REQUIREMENTS:
Please duplicate the rows from the line containing "Ground driveway entrance" through the line containing "0;308;650;432", both included, and copy them without any changes.

=== RECORDS FOR THE TASK ===

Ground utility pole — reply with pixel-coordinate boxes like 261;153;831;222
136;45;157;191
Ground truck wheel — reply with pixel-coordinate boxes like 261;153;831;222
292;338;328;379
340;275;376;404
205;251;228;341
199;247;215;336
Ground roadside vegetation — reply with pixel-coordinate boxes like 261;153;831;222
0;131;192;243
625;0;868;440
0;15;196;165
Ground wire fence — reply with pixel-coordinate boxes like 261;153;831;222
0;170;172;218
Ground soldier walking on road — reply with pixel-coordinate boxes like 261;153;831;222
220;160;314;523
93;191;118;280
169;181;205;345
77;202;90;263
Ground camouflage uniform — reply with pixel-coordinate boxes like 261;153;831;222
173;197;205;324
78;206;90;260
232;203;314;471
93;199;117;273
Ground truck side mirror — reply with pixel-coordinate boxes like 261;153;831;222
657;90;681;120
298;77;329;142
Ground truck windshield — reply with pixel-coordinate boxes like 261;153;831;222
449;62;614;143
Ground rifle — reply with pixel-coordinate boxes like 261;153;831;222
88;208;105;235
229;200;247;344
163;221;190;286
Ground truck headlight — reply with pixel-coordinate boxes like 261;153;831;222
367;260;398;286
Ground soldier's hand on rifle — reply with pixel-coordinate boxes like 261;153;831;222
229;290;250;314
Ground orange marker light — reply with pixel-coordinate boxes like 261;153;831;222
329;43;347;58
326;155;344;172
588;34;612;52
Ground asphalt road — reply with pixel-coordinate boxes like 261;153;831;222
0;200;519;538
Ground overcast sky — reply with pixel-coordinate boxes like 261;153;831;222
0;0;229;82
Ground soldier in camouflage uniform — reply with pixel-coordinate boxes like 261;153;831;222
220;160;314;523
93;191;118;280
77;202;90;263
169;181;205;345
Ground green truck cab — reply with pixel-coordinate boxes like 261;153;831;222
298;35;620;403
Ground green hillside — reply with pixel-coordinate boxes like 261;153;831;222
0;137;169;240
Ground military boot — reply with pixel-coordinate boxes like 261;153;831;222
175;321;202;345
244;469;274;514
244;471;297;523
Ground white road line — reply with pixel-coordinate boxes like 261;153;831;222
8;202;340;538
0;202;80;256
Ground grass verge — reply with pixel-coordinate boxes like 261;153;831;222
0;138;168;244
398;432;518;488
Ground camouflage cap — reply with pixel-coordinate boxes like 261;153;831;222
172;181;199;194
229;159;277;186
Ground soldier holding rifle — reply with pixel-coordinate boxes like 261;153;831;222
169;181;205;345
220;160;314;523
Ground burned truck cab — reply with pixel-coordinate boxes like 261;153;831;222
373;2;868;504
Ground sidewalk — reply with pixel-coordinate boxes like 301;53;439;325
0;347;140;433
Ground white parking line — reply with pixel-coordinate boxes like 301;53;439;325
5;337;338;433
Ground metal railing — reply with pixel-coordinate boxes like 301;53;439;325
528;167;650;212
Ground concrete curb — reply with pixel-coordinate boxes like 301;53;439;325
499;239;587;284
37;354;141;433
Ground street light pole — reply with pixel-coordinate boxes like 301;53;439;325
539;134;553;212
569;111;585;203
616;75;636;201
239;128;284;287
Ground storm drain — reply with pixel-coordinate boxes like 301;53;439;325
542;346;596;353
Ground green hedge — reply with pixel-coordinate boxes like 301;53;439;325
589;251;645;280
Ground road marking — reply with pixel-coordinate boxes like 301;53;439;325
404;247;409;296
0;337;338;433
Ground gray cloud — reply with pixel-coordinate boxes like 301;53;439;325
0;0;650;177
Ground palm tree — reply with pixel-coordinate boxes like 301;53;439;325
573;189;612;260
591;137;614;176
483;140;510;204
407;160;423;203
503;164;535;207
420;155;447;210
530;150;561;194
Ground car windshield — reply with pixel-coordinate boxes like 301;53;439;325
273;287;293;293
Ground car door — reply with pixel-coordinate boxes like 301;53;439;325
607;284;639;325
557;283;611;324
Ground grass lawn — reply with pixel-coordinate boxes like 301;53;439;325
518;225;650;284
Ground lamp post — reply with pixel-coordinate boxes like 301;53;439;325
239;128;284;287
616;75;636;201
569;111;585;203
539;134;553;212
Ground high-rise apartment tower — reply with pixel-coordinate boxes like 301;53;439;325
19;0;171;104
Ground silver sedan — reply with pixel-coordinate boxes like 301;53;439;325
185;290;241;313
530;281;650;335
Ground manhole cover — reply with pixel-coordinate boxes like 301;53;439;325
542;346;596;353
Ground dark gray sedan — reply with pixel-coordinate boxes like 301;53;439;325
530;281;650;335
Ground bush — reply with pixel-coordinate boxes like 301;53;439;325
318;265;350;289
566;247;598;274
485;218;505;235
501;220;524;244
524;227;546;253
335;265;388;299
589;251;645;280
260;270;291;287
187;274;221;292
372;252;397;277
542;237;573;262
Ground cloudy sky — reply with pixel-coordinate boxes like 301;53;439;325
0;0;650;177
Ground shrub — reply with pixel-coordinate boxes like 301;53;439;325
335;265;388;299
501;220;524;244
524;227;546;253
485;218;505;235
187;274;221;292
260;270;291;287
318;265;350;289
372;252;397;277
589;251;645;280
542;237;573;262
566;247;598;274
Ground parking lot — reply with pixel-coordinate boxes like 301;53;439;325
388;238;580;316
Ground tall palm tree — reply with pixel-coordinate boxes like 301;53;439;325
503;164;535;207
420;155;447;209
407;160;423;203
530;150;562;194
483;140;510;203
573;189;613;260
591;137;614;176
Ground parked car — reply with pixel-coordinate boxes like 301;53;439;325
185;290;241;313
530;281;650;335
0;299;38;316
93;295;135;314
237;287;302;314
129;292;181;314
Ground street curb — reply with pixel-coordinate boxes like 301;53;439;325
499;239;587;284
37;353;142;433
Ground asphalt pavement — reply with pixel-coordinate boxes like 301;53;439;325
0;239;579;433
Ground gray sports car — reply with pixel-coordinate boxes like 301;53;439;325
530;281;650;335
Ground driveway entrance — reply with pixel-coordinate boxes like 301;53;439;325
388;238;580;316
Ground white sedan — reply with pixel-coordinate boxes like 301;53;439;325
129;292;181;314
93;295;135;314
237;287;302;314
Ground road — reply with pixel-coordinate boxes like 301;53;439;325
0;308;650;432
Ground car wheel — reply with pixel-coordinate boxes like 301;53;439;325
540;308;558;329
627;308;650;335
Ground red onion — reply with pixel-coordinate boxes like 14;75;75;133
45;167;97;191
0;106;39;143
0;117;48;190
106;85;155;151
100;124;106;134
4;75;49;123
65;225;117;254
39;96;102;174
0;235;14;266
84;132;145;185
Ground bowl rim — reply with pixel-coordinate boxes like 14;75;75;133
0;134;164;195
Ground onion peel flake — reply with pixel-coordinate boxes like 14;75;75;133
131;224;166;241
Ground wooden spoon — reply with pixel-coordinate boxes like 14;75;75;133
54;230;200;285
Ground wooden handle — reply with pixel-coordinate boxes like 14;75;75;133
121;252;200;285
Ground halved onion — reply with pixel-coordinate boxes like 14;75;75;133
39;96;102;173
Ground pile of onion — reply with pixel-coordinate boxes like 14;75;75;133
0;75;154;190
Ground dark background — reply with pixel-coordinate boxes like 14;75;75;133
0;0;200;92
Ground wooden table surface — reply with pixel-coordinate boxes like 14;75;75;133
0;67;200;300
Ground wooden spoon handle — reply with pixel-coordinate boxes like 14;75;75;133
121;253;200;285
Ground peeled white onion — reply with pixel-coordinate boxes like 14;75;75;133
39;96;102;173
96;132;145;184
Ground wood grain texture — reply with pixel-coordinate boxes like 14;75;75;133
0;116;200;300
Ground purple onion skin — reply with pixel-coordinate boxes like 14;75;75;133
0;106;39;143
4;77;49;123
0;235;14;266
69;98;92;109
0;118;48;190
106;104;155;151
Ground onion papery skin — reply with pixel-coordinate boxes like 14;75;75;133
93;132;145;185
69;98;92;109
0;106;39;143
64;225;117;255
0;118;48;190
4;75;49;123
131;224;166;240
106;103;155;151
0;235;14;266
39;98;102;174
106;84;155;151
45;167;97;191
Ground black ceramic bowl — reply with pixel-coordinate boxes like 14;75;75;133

===

WRITTEN SOLUTION:
Ground driveway entrance — reply with pixel-coordinate boxes like 301;53;439;325
388;238;580;316
Ground white sedan — reply with pixel-coordinate boxes like 301;53;439;325
129;292;181;314
93;295;135;314
237;287;302;314
Ground road — reply with pixel-coordinate boxes like 301;53;439;325
0;308;650;432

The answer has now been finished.